___ Input material

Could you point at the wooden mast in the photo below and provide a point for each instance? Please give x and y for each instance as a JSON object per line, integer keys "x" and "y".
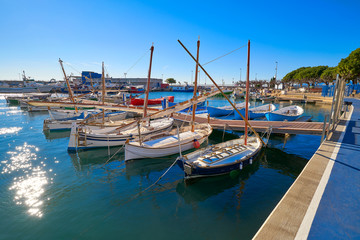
{"x": 148, "y": 82}
{"x": 247, "y": 94}
{"x": 103, "y": 90}
{"x": 232, "y": 104}
{"x": 195, "y": 86}
{"x": 67, "y": 83}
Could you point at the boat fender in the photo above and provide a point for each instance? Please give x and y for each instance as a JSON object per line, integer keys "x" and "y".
{"x": 196, "y": 143}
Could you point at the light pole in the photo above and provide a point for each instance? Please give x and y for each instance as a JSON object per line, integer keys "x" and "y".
{"x": 126, "y": 79}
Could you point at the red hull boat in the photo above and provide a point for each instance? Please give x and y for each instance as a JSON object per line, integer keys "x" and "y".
{"x": 156, "y": 101}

______

* [Task to complete]: Copy all of the records above word for word, leaving the picture out of your copy.

* [Result for this exercise]:
Could you point at the wooden mast in the photo below and provide a point for each instance? Please give x and y for each instance as a JSON object per line, integer keys "x" and "y".
{"x": 148, "y": 82}
{"x": 247, "y": 94}
{"x": 103, "y": 90}
{"x": 232, "y": 104}
{"x": 195, "y": 86}
{"x": 67, "y": 83}
Could you point at the boat fender in the photo above and provide a point for each instance? Please give x and y for each instance as a JSON object per line, integer keys "x" and "y".
{"x": 196, "y": 143}
Could you point at the light pole in the photo above and provide a point for each instance? Please give x and y for each instance as a JSON object per line, integer keys "x" and "y".
{"x": 126, "y": 79}
Could you point at the red hull boat in the photo above and provide a point for each instance? Please give x and y for each instance as a JSON object per line, integer keys "x" and "y".
{"x": 156, "y": 101}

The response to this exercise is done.